[What is needed] Give everything from the line containing "Target: cat's head" down to the end of the entries as a numbered list, leaving out any blank lines.

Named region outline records
━━━

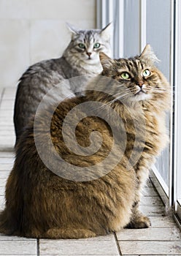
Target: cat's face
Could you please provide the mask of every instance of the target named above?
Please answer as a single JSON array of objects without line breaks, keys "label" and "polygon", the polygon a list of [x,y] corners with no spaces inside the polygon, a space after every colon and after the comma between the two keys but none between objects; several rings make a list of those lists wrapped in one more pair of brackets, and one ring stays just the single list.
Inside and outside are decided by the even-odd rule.
[{"label": "cat's face", "polygon": [[77,30],[69,25],[72,31],[72,41],[66,50],[77,59],[88,64],[100,62],[99,53],[111,55],[110,31],[112,25],[102,30]]},{"label": "cat's face", "polygon": [[103,75],[119,82],[113,89],[118,95],[118,99],[128,99],[131,102],[156,100],[169,90],[166,79],[154,66],[158,59],[149,45],[139,56],[113,60],[101,53],[100,59]]}]

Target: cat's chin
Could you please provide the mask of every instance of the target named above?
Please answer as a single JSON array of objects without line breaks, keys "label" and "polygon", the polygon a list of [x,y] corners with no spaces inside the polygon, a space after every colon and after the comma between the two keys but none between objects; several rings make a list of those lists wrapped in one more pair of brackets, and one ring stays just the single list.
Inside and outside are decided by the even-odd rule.
[{"label": "cat's chin", "polygon": [[151,95],[145,94],[145,92],[140,91],[138,94],[134,94],[131,99],[133,102],[139,102],[151,99]]},{"label": "cat's chin", "polygon": [[97,65],[100,64],[99,61],[95,59],[86,59],[83,61],[89,65]]}]

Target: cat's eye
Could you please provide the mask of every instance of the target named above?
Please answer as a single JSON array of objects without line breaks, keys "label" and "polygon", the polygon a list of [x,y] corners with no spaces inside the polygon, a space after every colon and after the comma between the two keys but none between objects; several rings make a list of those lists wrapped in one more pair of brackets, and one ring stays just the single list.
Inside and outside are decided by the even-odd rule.
[{"label": "cat's eye", "polygon": [[127,72],[123,72],[120,76],[123,79],[126,79],[126,80],[130,78],[130,75]]},{"label": "cat's eye", "polygon": [[150,71],[149,69],[145,69],[142,72],[142,75],[146,78],[148,77],[151,74]]},{"label": "cat's eye", "polygon": [[93,45],[94,48],[99,48],[101,44],[99,44],[99,42],[96,42],[96,44]]},{"label": "cat's eye", "polygon": [[84,44],[80,43],[80,44],[78,44],[78,46],[81,49],[85,49],[85,45]]}]

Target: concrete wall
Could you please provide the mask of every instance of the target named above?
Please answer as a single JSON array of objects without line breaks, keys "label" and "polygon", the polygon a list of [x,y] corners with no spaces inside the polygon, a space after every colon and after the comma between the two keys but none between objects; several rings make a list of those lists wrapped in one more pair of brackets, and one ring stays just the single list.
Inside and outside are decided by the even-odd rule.
[{"label": "concrete wall", "polygon": [[15,86],[26,68],[61,56],[69,22],[96,26],[96,0],[0,0],[0,88]]}]

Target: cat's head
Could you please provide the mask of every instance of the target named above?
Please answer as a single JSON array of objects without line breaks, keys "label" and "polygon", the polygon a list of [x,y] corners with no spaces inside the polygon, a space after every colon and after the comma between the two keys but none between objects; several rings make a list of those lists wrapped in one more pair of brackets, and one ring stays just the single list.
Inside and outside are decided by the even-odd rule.
[{"label": "cat's head", "polygon": [[112,59],[101,53],[100,60],[102,75],[119,82],[112,89],[118,99],[130,102],[159,101],[168,94],[169,85],[155,66],[158,59],[150,45],[146,45],[140,56],[134,58]]},{"label": "cat's head", "polygon": [[73,56],[86,64],[100,63],[99,53],[103,52],[110,56],[110,37],[112,23],[103,29],[77,29],[67,23],[72,32],[72,40],[63,56]]}]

━━━

[Response]
1. Target: cat's head
2. Could you please provide the mask of every instance of the target named above?
3. Please answer as a single JSON array of objects without line breaks, keys "label" and "polygon", the polygon a list of [x,y] corners with no spaces inside the polygon, a space after every colon and after the comma between the two keys but none between objects; several rings make a list of those lists wrapped in one more pair of brackets, and one ring stays just the single list.
4. Inside and outside are decided by the even-odd rule.
5. [{"label": "cat's head", "polygon": [[112,59],[101,53],[100,60],[102,75],[119,82],[112,89],[118,99],[130,102],[159,101],[168,94],[169,85],[155,66],[158,59],[150,45],[146,45],[140,56],[134,58]]},{"label": "cat's head", "polygon": [[73,56],[86,64],[100,63],[99,53],[103,52],[110,56],[110,37],[112,23],[103,29],[77,29],[67,23],[72,32],[72,40],[63,56]]}]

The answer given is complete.